[Location labeling records]
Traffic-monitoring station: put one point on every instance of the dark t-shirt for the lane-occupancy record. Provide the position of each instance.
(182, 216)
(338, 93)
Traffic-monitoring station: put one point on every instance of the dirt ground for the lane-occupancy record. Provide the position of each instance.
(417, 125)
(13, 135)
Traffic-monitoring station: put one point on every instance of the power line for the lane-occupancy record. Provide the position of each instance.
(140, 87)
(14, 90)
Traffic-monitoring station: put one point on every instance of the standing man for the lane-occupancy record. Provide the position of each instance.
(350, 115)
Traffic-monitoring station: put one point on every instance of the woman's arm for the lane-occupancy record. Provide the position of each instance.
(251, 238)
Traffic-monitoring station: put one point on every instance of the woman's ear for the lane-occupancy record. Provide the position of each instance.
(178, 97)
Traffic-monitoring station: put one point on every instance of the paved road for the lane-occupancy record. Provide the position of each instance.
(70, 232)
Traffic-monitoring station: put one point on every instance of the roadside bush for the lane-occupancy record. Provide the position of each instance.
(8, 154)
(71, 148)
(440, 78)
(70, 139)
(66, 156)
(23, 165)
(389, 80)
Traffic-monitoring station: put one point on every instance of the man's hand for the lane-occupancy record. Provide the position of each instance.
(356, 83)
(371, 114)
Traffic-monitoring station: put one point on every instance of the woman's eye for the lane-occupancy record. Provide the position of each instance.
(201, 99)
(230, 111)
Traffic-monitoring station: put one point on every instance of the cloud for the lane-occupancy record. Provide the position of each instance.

WRITTEN INSTRUCTION — Convert the material above into a JSON list of strings with one string per line. Omit any blank lines.

EXERCISE SOLUTION —
[
  "Traffic-monitoring station: put one point on every instance of the dark t-shirt for the lane-occupancy record. Provide the position of each instance.",
  "(182, 216)",
  "(338, 93)",
  "Traffic-monitoring station: put one point on every instance of the dirt ground for the lane-occupancy record. Provide the position of each instance.",
  "(417, 125)",
  "(13, 135)",
  "Traffic-monitoring station: put one point on every instance of the power line for the lane-occupancy record. Provide the position of each instance.",
  "(140, 87)",
  "(14, 90)",
  "Traffic-monitoring station: put one point on every instance of the standing man for the lane-occupancy record. Provide the position of each instance.",
  "(350, 115)",
  "Traffic-monitoring station: put one point on every instance of the woman's arm for the lane-occupancy record. Provide the position of each instance.",
  "(251, 238)",
  "Traffic-monitoring station: put one point on every instance of the woman's ear for the lane-occupancy record. Provide the position of each instance.",
  "(178, 97)",
  "Traffic-monitoring station: put one point on every instance of the paved road for the lane-occupancy record. Provide the position of each instance.",
  "(70, 232)",
  "Traffic-monitoring station: put one point on every instance of the roadside bush for the lane-occupancy record. Provide the position of each instance.",
  "(8, 154)",
  "(71, 148)",
  "(440, 78)",
  "(70, 139)",
  "(66, 156)",
  "(23, 165)",
  "(389, 80)",
  "Traffic-monitoring station: put one point on every instance of the man's hand for the lane-occupancy record. Provide the position of each instance.",
  "(356, 83)",
  "(371, 114)",
  "Traffic-monitoring station: put one point on every instance of the woman's eye for the lane-occupancy record. Provide the position of each instance.",
  "(201, 99)",
  "(230, 111)",
  "Traffic-monitoring station: put one point on every instance of the cloud for the lane-occupancy record. Provide the position of each instance."
]